▶ _What you should do_
Line by line, return the listing exactly, without any of the images.

··· Supplied data

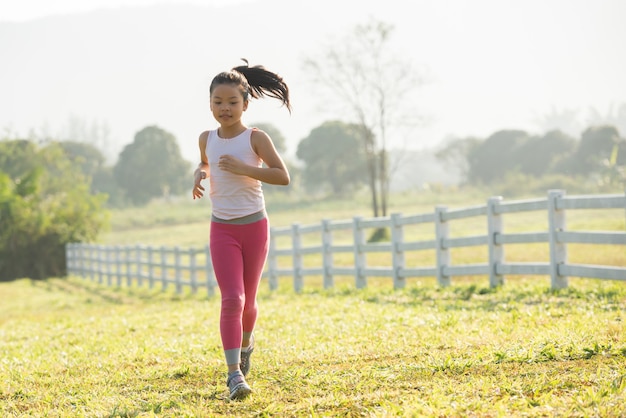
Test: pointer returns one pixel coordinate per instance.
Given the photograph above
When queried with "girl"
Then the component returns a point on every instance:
(237, 159)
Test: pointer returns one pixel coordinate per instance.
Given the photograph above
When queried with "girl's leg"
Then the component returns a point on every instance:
(226, 255)
(255, 249)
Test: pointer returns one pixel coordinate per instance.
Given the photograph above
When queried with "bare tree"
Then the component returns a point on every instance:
(366, 81)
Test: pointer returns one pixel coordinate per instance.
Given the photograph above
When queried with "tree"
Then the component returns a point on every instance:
(45, 203)
(540, 155)
(368, 83)
(491, 159)
(340, 170)
(596, 146)
(152, 166)
(454, 153)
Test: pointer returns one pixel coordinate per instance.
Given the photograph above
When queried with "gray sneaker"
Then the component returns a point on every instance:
(244, 365)
(237, 385)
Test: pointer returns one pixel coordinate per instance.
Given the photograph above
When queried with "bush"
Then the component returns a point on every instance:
(41, 210)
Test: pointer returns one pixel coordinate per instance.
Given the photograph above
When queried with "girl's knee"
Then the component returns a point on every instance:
(233, 305)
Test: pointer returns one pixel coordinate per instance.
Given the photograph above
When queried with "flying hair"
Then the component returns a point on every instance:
(256, 81)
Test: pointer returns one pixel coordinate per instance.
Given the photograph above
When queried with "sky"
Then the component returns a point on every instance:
(490, 64)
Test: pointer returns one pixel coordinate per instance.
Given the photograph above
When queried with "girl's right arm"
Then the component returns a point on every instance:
(202, 172)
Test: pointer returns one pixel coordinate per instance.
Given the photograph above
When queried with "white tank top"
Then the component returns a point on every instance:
(232, 195)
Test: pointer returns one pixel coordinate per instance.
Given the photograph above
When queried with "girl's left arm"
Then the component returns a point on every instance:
(274, 171)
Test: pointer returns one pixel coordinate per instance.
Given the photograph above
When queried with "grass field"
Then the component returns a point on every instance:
(71, 347)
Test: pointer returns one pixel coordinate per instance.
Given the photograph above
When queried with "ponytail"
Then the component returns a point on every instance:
(255, 81)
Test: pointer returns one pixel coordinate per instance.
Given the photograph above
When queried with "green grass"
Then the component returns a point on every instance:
(74, 348)
(71, 347)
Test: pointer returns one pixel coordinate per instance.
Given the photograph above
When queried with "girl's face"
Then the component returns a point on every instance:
(227, 104)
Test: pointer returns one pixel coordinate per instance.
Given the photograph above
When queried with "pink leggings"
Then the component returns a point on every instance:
(238, 253)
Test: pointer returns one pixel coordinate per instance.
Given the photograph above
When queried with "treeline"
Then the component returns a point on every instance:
(55, 193)
(597, 158)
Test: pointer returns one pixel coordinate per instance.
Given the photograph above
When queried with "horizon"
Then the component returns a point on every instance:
(505, 69)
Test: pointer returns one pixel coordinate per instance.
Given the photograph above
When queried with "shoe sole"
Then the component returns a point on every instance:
(241, 391)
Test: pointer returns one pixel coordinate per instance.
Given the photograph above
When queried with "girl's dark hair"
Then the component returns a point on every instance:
(254, 81)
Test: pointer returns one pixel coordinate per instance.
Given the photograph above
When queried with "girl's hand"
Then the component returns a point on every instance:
(198, 189)
(232, 165)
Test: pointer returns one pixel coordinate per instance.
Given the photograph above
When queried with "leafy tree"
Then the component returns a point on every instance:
(540, 155)
(367, 82)
(490, 160)
(455, 153)
(333, 158)
(596, 146)
(45, 203)
(152, 166)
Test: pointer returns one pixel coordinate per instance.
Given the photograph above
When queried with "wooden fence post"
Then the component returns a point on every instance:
(558, 250)
(496, 251)
(118, 264)
(177, 270)
(150, 268)
(443, 254)
(192, 273)
(397, 256)
(108, 265)
(359, 256)
(327, 256)
(138, 265)
(92, 261)
(163, 268)
(100, 254)
(298, 281)
(129, 266)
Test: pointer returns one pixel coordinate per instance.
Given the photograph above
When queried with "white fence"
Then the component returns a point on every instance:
(192, 267)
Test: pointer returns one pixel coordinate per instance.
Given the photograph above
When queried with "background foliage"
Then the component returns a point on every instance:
(45, 202)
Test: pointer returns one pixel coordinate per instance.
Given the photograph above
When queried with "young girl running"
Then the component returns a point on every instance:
(237, 159)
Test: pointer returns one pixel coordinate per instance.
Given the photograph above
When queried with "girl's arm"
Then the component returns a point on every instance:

······

▶ _Solution to this exercise_
Test: pointer returns one pixel coordinate per instance.
Given the photograph above
When queried with "girl"
Then the component returns a point on every instance:
(237, 159)
Test: pointer returns one pixel coordinate per instance.
Given the photograph above
When queried with "girl's leg"
Then the component returns a point on every instance:
(226, 255)
(255, 249)
Test: pointer returns one pixel coordinate per instance.
Given the photograph above
When queried with "bare tree"
Then the component returns a point on every instance:
(366, 81)
Test: pointer returns one pixel coordinate per instance.
Given the photograph above
When queried with "tree"
Then the component returns a point on every instance:
(45, 203)
(540, 155)
(368, 83)
(491, 159)
(340, 170)
(596, 146)
(152, 166)
(454, 153)
Test: pointer returns one pixel coordinate per instance.
Given the photograph above
When queried with "gray sneaker"
Then the component returns a point on every instance:
(244, 365)
(237, 385)
Test: pointer returns one pixel coordinate per instance.
Given the photograph above
When queried with "bush"
Then the component returns a point on every instance:
(41, 210)
Test: pointer returns one pixel coordinate per instance.
Given the photograph above
When queried with "girl's knee"
Then the component returns a point on every instance:
(233, 305)
Test: pointer returns one pixel coordinate per instance.
Given the photograph above
When queried with "flying hair"
Then the component returns a point on every instance:
(256, 81)
Test: pointer returns one pixel coordinate per instance.
Given the photograph above
When queried with "sky"
Then the component returns a point on every instance:
(490, 64)
Test: pointer returns one pixel coordinate per instance.
Given the photograph above
When queried with "girl's right arm"
Then the component returns a point on every instance:
(202, 172)
Test: pointer returns one pixel coordinate per instance.
Given the photograph above
When queried with "white tank top"
Then the component returns a point on every instance:
(232, 195)
Test: pointer returns one pixel coordinate per instance.
Given the photograph above
When queried with "girl's left arm"
Then the component returns a point on every instance:
(274, 171)
Test: pointer returns one pixel coordinate per instance.
Given the photograph above
When queried with "grass field"
Then the component returns a point on every instance:
(71, 347)
Test: pointer returns one pixel coordinate per instance.
Given the photograph above
When queried with "ponytail"
Then the component returns a point on every instance:
(255, 81)
Test: pointer returns one pixel coordinate per instance.
Given the photograph above
When queried with "green grass"
Then the component returns a point on every instance:
(74, 348)
(71, 347)
Test: pointer returns one pixel coordinate per instance.
Given the photograph above
When queried with "girl's face"
Then the component returns a point on every instance:
(227, 104)
Test: pointer returns one pixel coordinate per instance.
Given the photograph above
When queried with "pink leggings"
Then the component returns a point on every instance:
(238, 253)
Test: pointer returns one pixel coordinate per instance.
Given the photograph above
When queried with "treeline"
Then the component returns a point on every instance:
(55, 193)
(597, 158)
Test: pointer returns one pixel coordinate per instance.
Given the photograph above
When queried with "horizon"
Then the component returns a point on every instance:
(505, 69)
Test: pointer returns one pixel coordinate per instance.
Given the photograph above
When queried with "shoe sole"
Then the component returns a point on every instance:
(241, 391)
Test: pointer returns one pixel coordinate per instance.
Given the photograph above
When queried with "girl's dark hair"
Then the component returns a point on every instance:
(254, 81)
Test: pointer returns one pixel coordinate per instance.
Given the photograph above
When queried with "girl's hand"
Then the component returns a point on every instance:
(198, 189)
(232, 165)
Test: pointer returns one pixel coordinate per instance.
Given the photograph above
When queried with "leafy tree"
Then the component returns a point on every instance:
(540, 155)
(367, 82)
(490, 160)
(455, 153)
(333, 158)
(596, 146)
(45, 203)
(152, 166)
Test: pointer returns one pixel coordinate per instance.
Given the photograph above
When queried with "wooden fence post"
Then the component returns a point on every instance:
(558, 250)
(496, 251)
(118, 264)
(177, 270)
(150, 268)
(443, 254)
(192, 273)
(397, 256)
(108, 265)
(359, 256)
(327, 256)
(138, 265)
(92, 261)
(163, 268)
(100, 254)
(298, 281)
(129, 266)
Test: pointer returns one pixel coordinate per instance.
Given the photograph above
When queried with "white fence"
Then the component returns a point on every instance:
(192, 267)
Test: pointer returns one pixel coordinate per instance.
Given the photograph above
When queried with "background foliage"
Then the component returns a point on every instance:
(45, 202)
Test: pointer returns one pixel coordinate per instance.
Given the photograph above
When queried with "young girl running"
Then the component returns a point on every instance:
(237, 159)
Test: pointer returns one pixel coordinate per instance.
Given the photograph above
When queried with "girl's arm"
Then the component returns a point on every instance:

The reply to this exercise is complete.